Search term "each": please copy every line of the records below that contains it.

——————

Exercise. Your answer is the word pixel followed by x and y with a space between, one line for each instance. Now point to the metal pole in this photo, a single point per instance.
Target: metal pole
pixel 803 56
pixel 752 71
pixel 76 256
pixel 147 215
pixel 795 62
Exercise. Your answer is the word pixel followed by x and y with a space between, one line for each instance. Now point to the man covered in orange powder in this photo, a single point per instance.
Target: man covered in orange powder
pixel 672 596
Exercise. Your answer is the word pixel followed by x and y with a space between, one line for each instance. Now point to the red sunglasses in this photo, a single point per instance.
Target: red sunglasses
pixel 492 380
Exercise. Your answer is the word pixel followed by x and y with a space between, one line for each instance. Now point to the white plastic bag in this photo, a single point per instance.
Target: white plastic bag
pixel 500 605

——————

RESPONSE TO THIS EXERCISE:
Exercise. Your answer is the word pixel followed by x and y with a space between, one line for each instance. Now point to the metal pole in this photo, a single point per instance.
Exercise. Your answer is the word pixel followed by x and y with a space between, one line for each instance. Now point to the man covered in orange powder in this photo, a single point per instance.
Exercise. Your answer is the word pixel followed by x and y with a space between, one line for each instance. Now point to the red sunglasses in this photo, a single point per instance.
Exercise. Your answer is the word pixel followed by x and y with a space between, one line for each instance. Now point to the white plastic bag in this photo, a single point per instance.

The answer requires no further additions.